=== Begin Enclosure ===
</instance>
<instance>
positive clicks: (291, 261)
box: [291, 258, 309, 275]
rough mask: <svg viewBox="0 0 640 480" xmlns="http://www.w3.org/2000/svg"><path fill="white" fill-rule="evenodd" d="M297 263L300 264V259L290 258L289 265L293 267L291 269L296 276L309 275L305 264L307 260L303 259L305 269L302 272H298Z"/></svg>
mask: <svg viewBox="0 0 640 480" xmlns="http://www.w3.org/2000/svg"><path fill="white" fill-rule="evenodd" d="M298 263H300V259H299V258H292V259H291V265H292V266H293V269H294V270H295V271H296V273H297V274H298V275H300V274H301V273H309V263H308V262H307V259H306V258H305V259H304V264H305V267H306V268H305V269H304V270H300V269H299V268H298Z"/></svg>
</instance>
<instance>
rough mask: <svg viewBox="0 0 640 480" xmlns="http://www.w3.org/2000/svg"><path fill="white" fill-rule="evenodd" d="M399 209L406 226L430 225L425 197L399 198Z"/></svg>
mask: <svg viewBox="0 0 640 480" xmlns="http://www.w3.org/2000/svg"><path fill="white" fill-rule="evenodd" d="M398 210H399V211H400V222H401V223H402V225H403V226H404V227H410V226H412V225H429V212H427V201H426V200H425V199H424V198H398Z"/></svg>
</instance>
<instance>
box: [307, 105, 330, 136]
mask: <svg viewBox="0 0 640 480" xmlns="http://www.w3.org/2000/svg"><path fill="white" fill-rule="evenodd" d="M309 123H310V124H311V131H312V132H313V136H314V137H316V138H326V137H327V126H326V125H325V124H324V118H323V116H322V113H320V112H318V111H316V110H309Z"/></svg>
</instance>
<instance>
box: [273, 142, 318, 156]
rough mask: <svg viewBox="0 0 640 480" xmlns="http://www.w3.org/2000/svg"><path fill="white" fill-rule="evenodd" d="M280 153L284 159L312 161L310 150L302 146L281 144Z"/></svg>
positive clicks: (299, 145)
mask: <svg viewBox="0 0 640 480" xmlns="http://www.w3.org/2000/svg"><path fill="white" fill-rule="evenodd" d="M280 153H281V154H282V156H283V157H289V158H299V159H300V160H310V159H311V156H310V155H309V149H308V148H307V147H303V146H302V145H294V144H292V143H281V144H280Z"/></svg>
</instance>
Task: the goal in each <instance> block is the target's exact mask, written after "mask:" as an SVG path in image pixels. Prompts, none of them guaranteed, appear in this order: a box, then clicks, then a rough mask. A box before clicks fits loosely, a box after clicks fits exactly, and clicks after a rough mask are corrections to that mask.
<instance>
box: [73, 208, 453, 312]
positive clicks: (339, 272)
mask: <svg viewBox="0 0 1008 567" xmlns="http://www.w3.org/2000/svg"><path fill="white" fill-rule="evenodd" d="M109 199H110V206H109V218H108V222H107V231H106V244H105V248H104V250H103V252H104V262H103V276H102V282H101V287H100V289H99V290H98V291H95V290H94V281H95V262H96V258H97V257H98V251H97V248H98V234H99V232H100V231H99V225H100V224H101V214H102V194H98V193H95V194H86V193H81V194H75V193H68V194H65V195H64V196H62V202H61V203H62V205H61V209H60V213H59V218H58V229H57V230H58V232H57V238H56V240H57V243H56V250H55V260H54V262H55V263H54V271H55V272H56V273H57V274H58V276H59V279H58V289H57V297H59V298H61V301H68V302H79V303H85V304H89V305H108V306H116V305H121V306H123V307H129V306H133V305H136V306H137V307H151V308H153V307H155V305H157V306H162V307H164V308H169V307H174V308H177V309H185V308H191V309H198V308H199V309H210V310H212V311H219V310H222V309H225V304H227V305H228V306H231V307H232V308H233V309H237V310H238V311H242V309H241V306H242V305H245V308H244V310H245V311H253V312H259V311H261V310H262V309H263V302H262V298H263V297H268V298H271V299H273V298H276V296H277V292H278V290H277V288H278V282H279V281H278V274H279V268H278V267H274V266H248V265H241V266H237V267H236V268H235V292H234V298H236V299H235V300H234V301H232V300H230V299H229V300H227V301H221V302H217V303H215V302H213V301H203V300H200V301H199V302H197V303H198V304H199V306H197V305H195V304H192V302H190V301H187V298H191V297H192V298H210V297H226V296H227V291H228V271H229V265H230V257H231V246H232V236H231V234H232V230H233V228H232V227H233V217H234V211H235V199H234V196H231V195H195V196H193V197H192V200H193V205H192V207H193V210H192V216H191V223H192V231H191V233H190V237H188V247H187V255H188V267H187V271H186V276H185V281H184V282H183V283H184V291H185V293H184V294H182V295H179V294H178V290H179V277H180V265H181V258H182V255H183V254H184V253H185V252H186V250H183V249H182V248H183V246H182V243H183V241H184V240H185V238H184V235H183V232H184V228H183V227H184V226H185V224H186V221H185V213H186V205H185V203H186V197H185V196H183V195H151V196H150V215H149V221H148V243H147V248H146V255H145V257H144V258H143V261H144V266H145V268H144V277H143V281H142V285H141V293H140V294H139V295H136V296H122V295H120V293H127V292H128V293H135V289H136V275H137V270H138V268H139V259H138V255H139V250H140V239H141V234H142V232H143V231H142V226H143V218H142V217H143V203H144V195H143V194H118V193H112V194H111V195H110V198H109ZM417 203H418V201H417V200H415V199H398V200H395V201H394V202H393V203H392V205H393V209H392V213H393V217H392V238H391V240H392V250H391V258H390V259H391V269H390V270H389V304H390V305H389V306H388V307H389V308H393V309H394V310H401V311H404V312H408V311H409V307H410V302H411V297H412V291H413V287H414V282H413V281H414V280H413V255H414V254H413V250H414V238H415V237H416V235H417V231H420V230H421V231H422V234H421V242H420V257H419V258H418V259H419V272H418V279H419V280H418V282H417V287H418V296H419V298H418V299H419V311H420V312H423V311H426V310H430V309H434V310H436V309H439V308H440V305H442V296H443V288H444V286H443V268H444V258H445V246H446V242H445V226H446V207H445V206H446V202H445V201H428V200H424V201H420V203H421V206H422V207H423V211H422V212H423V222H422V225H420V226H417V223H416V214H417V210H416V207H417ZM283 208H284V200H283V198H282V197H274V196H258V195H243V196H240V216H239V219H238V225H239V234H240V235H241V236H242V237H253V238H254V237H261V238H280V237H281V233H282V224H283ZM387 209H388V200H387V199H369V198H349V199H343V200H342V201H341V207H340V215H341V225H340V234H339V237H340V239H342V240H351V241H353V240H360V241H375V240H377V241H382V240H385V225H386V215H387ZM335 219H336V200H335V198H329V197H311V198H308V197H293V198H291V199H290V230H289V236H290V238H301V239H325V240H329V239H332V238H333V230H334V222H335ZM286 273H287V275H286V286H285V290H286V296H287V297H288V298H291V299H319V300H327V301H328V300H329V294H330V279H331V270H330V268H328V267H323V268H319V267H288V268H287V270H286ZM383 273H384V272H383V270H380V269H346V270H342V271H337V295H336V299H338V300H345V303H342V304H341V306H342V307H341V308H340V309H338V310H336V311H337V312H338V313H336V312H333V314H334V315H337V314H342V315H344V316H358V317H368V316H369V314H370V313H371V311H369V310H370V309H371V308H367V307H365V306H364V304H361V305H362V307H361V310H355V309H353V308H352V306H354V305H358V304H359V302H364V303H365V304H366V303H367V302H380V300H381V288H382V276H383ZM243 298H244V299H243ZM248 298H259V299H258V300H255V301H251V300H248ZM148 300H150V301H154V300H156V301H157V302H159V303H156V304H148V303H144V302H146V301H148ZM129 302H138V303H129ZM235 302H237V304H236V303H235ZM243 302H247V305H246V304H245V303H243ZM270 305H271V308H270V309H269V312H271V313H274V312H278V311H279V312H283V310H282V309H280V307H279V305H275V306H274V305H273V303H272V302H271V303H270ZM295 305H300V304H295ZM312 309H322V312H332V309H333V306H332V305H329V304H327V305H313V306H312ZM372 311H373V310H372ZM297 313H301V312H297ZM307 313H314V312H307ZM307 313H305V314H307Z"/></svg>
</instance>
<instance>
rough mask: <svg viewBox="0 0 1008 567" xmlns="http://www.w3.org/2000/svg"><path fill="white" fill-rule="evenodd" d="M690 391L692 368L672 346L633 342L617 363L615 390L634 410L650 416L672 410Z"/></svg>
=== End Enclosure ===
[DIRECTIVE]:
Pull out every line of the material above that contains the string "rough", copying each line in full. Only matches with the same uppercase and lowercase letters count.

[PROBLEM SOLUTION]:
rough mask: <svg viewBox="0 0 640 480" xmlns="http://www.w3.org/2000/svg"><path fill="white" fill-rule="evenodd" d="M297 263L300 264V259L290 258L289 265L293 267L291 269L296 276L309 275L305 264L307 260L303 259L305 269L302 272H298Z"/></svg>
rough mask: <svg viewBox="0 0 640 480" xmlns="http://www.w3.org/2000/svg"><path fill="white" fill-rule="evenodd" d="M399 209L406 226L430 225L425 197L399 198Z"/></svg>
rough mask: <svg viewBox="0 0 640 480" xmlns="http://www.w3.org/2000/svg"><path fill="white" fill-rule="evenodd" d="M280 153L284 159L312 161L310 150L302 146L281 144Z"/></svg>
Task: the goal in each <instance> block is the target's exact mask, written after "mask:" as an SVG path in image pixels. Prompts, none of them guaranteed, appear in this order: a box, then clicks, then a rough mask. A box before clicks fits loosely, a box after clicks fits exactly, and clicks after a rough mask are corrections to that mask.
rough mask: <svg viewBox="0 0 1008 567" xmlns="http://www.w3.org/2000/svg"><path fill="white" fill-rule="evenodd" d="M690 391L692 368L672 346L633 342L617 363L615 390L634 410L650 416L672 410Z"/></svg>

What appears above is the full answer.